SELECTED EXTRACT ::

- Opening Delimiter -

DIRECTOR: Trey Edward Shults

CAST: Joel Edgerton, Christopher Abbott, Carmen Ejogo, Kelvin Harrison Jr., Riley Keough, Griffin Robert Faulkner, David Pendleton, Chase Joliet, Mick O’Rourke



BASICALLY…: In the wake of a deadly virus epidemic, two families share a house with strict restrictions to prevent the virus from infecting them, but it’s not long before individual paranoias come to the surface…


You’ve probably noticed that there isn’t a trailer on this page for It Comes At Night. Well, there’s a simple enough reason for there not being one: it’s an incredibly misleading piece of marketing, and does not really represent the ideas and overall tone of the actual film, so when talking about the movie itself it’s best to keep it as far away from its main advertising as much as possible, because one quick play of it and you’ll be thinking you’re going to get a completely different film than what you’re actually seeing.

That’s been one of the biggest complaints with audiences towards this film; while it’s got a solid 88% critic’s score on Rotten Tomatoes, the audience score is a much less 44%, and it’s even received a D grading on CinemaScore which is where the public tends to give their own opinions (just for comparison, King Arthur: Legend of the Sword received a B+ on the site – yikes). YouTube critic Chris Stuckmann has devoted an entire video to the differing reactions between critics and audiences, and he makes a strong case for the film’s misleading advertising being the cause of it, which positions it as more of a monster movie with the “it” of the title being some kind of demonic entity or something, but in reality it’s something much more subtle and grounded, which may have put off those who were hyped by those trailers (incidentally, check out that video below, but be warned: it contains heavy spoilers).

- Closing Delimiter -

EXERCISE 1 :: Condense the paragraph of the It Comes At Night review that begins "That's been one of the biggest complaints" into a bulleted list, keeping its main facts.
EXERCISE 2 ::
Answer these questions about the It Comes At Night review:
(a) Who directed the film?
(b) After the virus epidemic, what do the two families share?
(c) What grade did the film receive on CinemaScore?

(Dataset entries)
- Opening Delimiter -

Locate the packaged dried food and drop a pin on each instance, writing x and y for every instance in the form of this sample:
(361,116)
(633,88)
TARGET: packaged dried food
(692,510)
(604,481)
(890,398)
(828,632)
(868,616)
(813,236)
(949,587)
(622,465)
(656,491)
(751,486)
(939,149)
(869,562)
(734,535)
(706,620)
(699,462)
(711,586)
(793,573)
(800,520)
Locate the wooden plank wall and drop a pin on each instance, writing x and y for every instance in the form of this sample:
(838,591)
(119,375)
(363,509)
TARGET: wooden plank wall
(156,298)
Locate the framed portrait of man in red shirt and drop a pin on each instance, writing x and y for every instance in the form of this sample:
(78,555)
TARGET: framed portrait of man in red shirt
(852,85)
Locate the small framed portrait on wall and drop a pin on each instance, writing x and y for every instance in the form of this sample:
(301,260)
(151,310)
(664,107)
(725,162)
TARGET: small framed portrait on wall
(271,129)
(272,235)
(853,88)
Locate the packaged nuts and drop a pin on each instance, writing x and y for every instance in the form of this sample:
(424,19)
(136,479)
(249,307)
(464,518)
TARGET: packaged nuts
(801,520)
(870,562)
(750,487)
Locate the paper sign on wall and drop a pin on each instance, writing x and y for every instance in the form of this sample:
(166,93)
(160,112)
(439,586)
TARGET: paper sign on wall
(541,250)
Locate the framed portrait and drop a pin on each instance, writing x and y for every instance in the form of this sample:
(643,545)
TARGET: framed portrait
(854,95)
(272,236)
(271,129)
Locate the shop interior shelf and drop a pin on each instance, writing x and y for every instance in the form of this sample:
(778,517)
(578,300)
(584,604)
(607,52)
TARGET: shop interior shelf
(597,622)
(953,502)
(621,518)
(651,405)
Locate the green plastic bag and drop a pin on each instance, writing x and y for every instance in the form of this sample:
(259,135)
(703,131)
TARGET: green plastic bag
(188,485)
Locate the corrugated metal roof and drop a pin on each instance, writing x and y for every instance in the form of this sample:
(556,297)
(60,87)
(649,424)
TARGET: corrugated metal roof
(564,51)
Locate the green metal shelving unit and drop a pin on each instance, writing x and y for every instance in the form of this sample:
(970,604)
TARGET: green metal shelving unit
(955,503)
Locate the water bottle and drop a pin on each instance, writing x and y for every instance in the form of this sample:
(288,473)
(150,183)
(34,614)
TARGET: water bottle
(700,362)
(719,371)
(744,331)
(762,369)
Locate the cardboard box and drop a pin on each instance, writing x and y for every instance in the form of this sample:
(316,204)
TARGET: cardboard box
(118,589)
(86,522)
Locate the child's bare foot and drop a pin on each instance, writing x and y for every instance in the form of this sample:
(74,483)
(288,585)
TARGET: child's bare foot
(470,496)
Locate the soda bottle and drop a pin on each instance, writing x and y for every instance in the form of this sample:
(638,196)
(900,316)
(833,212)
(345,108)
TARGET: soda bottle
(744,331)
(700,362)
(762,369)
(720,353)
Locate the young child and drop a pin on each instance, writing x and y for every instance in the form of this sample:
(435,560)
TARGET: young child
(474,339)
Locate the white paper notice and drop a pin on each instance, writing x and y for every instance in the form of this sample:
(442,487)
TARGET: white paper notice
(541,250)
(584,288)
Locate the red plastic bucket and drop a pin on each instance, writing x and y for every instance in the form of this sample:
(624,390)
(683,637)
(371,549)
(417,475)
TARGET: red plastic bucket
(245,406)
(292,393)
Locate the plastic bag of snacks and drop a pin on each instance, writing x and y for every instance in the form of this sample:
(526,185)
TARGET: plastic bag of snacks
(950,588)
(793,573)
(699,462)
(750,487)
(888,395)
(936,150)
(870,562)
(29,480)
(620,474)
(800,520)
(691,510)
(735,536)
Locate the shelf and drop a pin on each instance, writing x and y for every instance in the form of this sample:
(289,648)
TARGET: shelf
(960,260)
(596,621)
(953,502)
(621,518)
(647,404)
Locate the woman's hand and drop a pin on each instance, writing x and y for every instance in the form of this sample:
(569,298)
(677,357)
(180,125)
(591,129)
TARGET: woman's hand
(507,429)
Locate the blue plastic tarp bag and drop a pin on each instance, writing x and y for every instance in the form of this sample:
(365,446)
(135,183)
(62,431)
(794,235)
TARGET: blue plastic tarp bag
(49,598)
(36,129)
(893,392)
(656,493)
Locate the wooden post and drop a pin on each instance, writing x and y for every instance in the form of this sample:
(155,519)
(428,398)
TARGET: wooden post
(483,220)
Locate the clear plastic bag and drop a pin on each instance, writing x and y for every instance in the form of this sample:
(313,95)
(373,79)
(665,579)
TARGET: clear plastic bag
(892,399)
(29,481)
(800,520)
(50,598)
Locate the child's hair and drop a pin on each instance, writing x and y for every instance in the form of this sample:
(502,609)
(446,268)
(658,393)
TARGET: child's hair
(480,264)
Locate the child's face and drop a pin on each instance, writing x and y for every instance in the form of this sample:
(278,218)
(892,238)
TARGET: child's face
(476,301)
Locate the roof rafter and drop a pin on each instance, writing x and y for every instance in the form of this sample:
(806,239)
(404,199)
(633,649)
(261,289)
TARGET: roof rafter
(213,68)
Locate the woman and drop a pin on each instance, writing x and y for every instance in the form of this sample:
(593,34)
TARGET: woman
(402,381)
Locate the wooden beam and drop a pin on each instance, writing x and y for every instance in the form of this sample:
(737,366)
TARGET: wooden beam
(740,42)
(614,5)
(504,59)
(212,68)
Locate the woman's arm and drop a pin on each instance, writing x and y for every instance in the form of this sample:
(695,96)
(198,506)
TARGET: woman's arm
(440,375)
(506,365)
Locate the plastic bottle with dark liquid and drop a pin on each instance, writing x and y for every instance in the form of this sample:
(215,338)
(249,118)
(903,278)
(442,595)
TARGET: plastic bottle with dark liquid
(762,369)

- Closing Delimiter -

FINAL ANSWER 1 ::
- Audiences have had major complaints about the film.
- On Rotten Tomatoes, the critics' score is 88%, but the audience score is only 44%.
- On CinemaScore, where the public gives its opinions, the film got a D. By comparison, King Arthur: Legend of the Sword got a B+.
- YouTube critic Chris Stuckmann made a whole video about the gap between critics and audiences. He argues that misleading advertising caused it.
- The trailers present the film as a monster movie, with the "it" of the title as some kind of demonic entity. The film is actually subtler and more grounded, which may have put off viewers excited by the trailers.
- Stuckmann's video contains heavy spoilers.

FINAL ANSWER 2 ::
(a) Trey Edward Shults
(b) A house
(c) A D